◆ Exercise goal:
Identify the line that contains "Return one point per instance of the building" in the material. Output it and every line after it, unchanged, through the end.

◆ Supplied data:
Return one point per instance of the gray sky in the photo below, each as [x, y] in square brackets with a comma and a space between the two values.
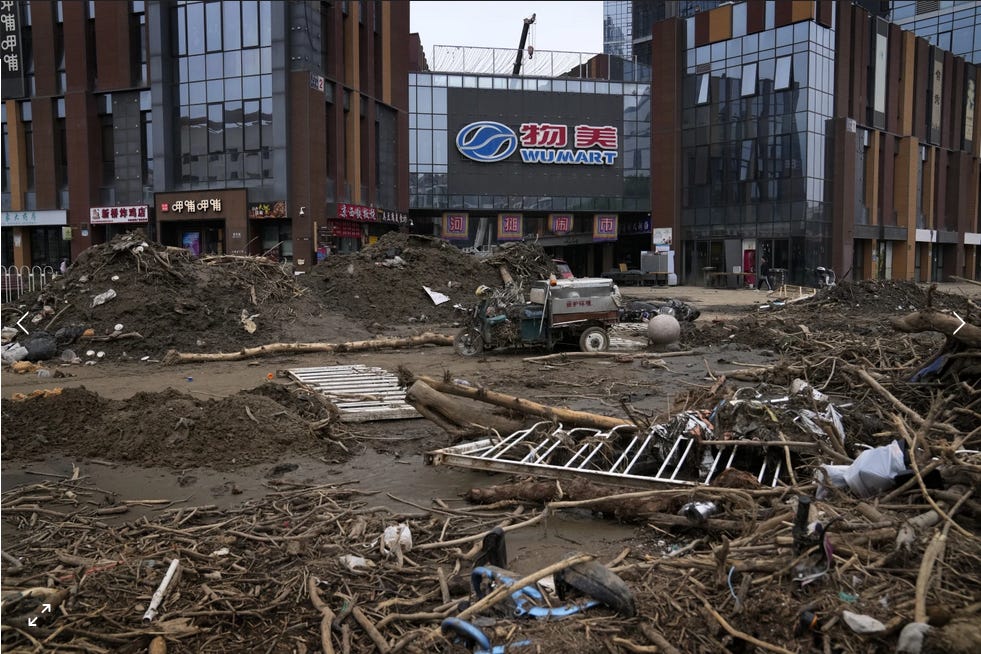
[564, 26]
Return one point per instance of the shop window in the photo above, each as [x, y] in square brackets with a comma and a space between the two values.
[703, 85]
[749, 80]
[782, 80]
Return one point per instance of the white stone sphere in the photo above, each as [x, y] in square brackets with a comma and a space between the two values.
[663, 329]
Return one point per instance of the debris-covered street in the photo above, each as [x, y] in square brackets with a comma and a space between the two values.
[797, 473]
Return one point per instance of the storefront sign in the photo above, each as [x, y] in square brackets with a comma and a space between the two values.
[32, 218]
[344, 229]
[662, 236]
[456, 226]
[636, 226]
[362, 213]
[105, 215]
[605, 227]
[487, 141]
[560, 223]
[259, 210]
[203, 205]
[11, 50]
[510, 227]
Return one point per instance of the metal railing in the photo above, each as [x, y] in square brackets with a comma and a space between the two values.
[17, 280]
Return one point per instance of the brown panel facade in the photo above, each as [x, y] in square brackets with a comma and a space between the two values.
[43, 31]
[894, 73]
[720, 24]
[802, 10]
[755, 17]
[843, 195]
[114, 52]
[842, 64]
[783, 13]
[825, 12]
[668, 41]
[921, 98]
[948, 100]
[702, 29]
[44, 152]
[905, 86]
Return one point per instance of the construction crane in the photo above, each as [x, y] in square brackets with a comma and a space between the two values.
[521, 44]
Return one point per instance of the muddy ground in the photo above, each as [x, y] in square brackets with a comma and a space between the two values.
[148, 442]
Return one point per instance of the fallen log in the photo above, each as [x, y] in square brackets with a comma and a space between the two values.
[567, 417]
[456, 416]
[427, 338]
[949, 325]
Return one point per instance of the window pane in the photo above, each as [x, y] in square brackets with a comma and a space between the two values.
[749, 79]
[783, 74]
[233, 26]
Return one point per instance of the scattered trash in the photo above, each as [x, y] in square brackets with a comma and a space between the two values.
[437, 297]
[102, 298]
[872, 471]
[862, 624]
[353, 562]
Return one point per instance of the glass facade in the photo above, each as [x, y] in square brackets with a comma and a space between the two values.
[429, 143]
[223, 89]
[754, 141]
[948, 24]
[616, 28]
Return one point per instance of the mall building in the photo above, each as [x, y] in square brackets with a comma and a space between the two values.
[234, 127]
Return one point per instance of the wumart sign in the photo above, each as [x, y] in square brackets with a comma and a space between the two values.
[487, 141]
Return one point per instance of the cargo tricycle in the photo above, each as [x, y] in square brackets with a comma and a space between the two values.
[559, 311]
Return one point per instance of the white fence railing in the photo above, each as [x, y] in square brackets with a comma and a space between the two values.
[16, 280]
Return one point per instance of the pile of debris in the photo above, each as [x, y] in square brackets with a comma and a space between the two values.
[138, 297]
[391, 280]
[175, 429]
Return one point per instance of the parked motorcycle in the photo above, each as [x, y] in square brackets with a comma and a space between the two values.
[573, 311]
[825, 277]
[639, 311]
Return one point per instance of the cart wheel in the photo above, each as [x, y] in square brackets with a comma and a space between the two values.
[594, 339]
[468, 342]
[595, 580]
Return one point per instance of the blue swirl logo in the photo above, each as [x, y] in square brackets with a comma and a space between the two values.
[486, 141]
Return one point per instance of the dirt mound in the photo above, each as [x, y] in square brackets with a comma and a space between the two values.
[141, 298]
[384, 283]
[171, 428]
[849, 310]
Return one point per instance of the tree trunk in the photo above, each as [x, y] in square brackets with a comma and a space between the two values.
[428, 338]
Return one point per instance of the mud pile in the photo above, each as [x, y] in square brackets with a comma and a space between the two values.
[171, 428]
[386, 282]
[141, 299]
[849, 310]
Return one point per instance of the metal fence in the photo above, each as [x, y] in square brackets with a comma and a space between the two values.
[17, 280]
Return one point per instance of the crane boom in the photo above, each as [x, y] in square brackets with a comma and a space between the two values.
[521, 44]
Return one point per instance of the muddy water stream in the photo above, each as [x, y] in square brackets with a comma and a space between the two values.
[392, 484]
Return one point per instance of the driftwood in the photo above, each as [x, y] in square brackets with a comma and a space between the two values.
[427, 338]
[456, 416]
[949, 325]
[567, 417]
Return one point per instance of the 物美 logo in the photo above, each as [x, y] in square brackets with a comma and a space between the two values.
[486, 141]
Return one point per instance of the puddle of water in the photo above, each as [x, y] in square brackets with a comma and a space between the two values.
[407, 478]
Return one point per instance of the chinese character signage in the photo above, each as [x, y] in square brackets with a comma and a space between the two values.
[107, 215]
[605, 227]
[509, 227]
[32, 218]
[456, 226]
[359, 213]
[258, 210]
[560, 223]
[11, 50]
[192, 206]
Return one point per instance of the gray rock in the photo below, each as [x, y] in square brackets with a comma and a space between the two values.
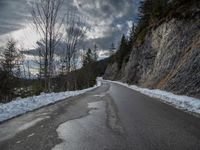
[169, 59]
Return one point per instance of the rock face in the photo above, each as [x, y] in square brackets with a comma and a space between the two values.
[169, 59]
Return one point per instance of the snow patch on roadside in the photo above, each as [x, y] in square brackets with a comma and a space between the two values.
[186, 103]
[32, 123]
[21, 106]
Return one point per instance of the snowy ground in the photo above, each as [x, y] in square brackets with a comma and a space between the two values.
[21, 106]
[185, 103]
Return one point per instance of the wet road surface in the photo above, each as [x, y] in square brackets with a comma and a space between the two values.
[111, 117]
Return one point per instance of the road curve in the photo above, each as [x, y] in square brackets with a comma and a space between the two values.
[111, 117]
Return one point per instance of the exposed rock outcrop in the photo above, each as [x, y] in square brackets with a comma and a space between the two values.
[169, 59]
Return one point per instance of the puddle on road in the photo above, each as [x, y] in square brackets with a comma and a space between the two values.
[88, 133]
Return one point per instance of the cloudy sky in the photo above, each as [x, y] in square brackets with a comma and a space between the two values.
[108, 19]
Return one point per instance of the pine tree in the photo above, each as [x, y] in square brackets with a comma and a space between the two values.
[123, 51]
[131, 37]
[112, 49]
[88, 58]
[95, 54]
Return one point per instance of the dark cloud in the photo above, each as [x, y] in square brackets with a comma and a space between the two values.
[12, 15]
[108, 18]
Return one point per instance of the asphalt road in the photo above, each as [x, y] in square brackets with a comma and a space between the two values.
[111, 117]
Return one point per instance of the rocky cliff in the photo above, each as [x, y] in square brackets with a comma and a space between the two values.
[169, 59]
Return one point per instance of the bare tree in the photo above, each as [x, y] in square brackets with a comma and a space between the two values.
[10, 64]
[75, 27]
[45, 14]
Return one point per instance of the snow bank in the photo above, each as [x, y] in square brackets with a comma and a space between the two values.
[186, 103]
[21, 106]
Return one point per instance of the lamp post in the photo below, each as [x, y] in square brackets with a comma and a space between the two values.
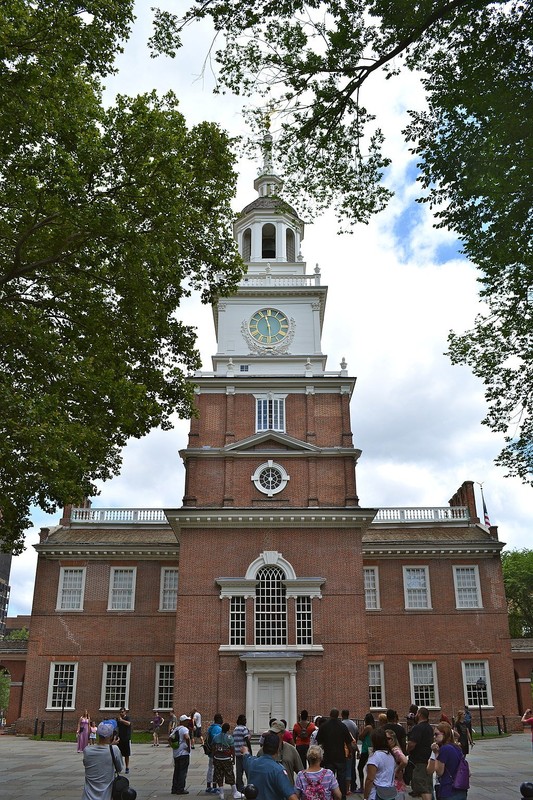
[480, 686]
[62, 686]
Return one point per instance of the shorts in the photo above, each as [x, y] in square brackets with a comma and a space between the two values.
[124, 747]
[223, 772]
[421, 782]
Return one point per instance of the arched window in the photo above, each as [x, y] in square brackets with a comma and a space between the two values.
[270, 607]
[290, 245]
[268, 241]
[247, 245]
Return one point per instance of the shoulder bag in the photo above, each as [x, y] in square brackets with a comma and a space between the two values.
[120, 789]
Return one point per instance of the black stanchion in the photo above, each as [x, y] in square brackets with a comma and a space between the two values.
[526, 790]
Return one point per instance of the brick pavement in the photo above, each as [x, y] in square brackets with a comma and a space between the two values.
[40, 770]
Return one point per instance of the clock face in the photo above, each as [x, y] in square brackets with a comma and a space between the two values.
[269, 326]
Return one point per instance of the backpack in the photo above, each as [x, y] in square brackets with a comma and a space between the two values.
[461, 781]
[315, 789]
[304, 732]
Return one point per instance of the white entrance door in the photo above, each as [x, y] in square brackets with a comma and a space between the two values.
[270, 701]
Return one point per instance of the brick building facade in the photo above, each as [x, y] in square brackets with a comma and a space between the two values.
[271, 588]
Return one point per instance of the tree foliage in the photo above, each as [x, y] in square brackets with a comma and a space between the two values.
[109, 218]
[517, 568]
[313, 63]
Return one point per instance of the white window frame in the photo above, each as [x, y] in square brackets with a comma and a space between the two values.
[372, 589]
[380, 666]
[124, 699]
[157, 696]
[475, 572]
[61, 589]
[304, 620]
[435, 684]
[482, 670]
[425, 570]
[275, 411]
[165, 593]
[54, 678]
[112, 588]
[237, 621]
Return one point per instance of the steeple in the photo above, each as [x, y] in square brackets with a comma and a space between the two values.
[269, 230]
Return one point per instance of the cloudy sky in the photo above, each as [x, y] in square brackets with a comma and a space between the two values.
[396, 287]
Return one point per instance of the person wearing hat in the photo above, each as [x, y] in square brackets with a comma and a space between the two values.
[98, 763]
[181, 749]
[286, 754]
[267, 773]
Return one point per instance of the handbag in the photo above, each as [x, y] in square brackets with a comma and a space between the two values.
[386, 792]
[408, 772]
[120, 788]
[461, 779]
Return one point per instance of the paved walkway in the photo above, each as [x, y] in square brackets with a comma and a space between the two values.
[40, 770]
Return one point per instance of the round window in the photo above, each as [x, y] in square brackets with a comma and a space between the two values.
[270, 478]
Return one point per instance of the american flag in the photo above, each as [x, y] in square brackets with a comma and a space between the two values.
[486, 517]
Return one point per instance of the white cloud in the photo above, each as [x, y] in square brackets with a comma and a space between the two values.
[396, 287]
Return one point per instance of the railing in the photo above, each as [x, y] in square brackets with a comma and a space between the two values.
[423, 514]
[114, 516]
[156, 516]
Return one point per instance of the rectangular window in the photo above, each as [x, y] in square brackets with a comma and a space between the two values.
[270, 414]
[424, 684]
[115, 686]
[237, 626]
[169, 589]
[304, 621]
[371, 581]
[164, 697]
[376, 694]
[416, 587]
[122, 589]
[467, 587]
[71, 589]
[476, 680]
[62, 685]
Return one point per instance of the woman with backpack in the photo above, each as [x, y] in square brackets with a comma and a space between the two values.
[450, 765]
[316, 782]
[301, 734]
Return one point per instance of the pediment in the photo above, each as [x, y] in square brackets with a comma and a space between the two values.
[270, 440]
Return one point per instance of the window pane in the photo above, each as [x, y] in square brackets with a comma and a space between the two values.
[416, 590]
[122, 590]
[375, 688]
[169, 589]
[237, 621]
[474, 670]
[71, 589]
[62, 682]
[304, 622]
[466, 586]
[270, 607]
[371, 587]
[165, 686]
[423, 684]
[116, 683]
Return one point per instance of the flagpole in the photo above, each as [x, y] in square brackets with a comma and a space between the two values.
[486, 518]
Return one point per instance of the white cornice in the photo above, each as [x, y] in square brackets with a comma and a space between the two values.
[350, 518]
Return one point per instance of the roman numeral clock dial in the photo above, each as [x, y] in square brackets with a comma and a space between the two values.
[268, 326]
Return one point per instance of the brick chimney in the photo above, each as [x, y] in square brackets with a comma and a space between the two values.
[464, 496]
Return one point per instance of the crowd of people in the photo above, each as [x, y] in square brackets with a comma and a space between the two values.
[330, 757]
[320, 758]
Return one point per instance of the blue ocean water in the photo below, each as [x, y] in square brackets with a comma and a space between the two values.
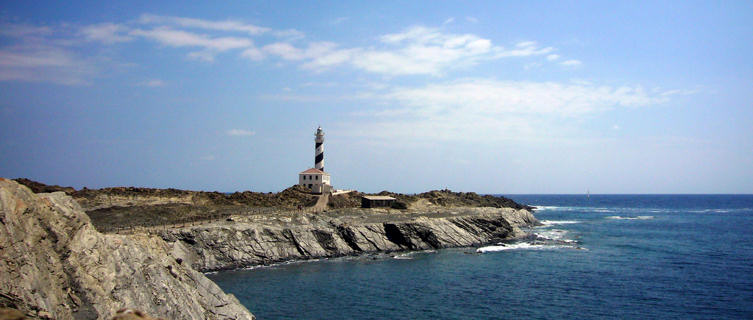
[607, 256]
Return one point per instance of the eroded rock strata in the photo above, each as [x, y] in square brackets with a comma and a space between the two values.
[256, 240]
[54, 264]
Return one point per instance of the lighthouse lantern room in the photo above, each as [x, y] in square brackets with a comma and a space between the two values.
[316, 179]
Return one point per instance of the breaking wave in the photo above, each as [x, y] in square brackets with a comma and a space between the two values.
[631, 218]
[549, 223]
[517, 246]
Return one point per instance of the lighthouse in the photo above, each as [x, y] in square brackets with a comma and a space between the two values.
[316, 179]
[319, 149]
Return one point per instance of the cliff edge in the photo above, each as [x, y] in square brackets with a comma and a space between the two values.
[55, 265]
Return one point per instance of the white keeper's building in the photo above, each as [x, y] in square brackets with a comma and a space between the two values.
[316, 179]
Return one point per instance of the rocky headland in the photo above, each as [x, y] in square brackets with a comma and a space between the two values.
[155, 242]
[56, 265]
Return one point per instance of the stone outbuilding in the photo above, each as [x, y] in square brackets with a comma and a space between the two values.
[377, 201]
[315, 180]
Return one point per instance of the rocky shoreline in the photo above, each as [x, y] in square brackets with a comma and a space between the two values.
[62, 267]
[56, 265]
[246, 242]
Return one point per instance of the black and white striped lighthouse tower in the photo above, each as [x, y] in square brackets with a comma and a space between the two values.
[319, 149]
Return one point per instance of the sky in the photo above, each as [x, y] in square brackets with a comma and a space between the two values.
[501, 97]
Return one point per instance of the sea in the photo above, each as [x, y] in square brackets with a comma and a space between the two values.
[594, 257]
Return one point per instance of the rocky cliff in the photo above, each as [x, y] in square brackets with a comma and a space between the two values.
[54, 264]
[248, 241]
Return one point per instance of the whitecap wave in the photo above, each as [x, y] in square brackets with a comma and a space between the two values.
[556, 235]
[631, 218]
[516, 246]
[548, 223]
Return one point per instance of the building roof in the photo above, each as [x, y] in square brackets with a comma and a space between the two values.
[313, 171]
[379, 198]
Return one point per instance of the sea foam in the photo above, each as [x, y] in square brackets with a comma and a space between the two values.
[631, 218]
[548, 223]
[517, 246]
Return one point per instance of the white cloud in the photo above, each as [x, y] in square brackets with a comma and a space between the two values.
[415, 51]
[240, 132]
[571, 63]
[222, 25]
[204, 56]
[42, 63]
[505, 97]
[484, 110]
[153, 83]
[339, 20]
[179, 38]
[253, 54]
[525, 49]
[106, 33]
[24, 30]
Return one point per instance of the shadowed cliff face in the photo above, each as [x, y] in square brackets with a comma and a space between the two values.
[228, 245]
[54, 264]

◆ Solution for this task:
Return one point per instance of the building roof in the photo above, each as [x, y] in square brackets with a comma and a space between the two values.
[313, 171]
[379, 198]
Return one point per instance of the sea foam in the photo above, each as [x, y] in square brackets with a comma and a space between the two values.
[631, 218]
[548, 223]
[517, 246]
Return one point per instance of the white cloud in the photo above, each as [x, y] in square brackets with a comma and a space between the two values.
[415, 51]
[240, 132]
[571, 63]
[222, 25]
[204, 56]
[42, 63]
[505, 97]
[484, 110]
[153, 83]
[339, 20]
[179, 38]
[253, 54]
[525, 49]
[106, 33]
[24, 30]
Return one point per instance of the shadowed cliff face in the photo above, each as [x, y] in square brackets with a comma and a space between the two values.
[228, 245]
[54, 264]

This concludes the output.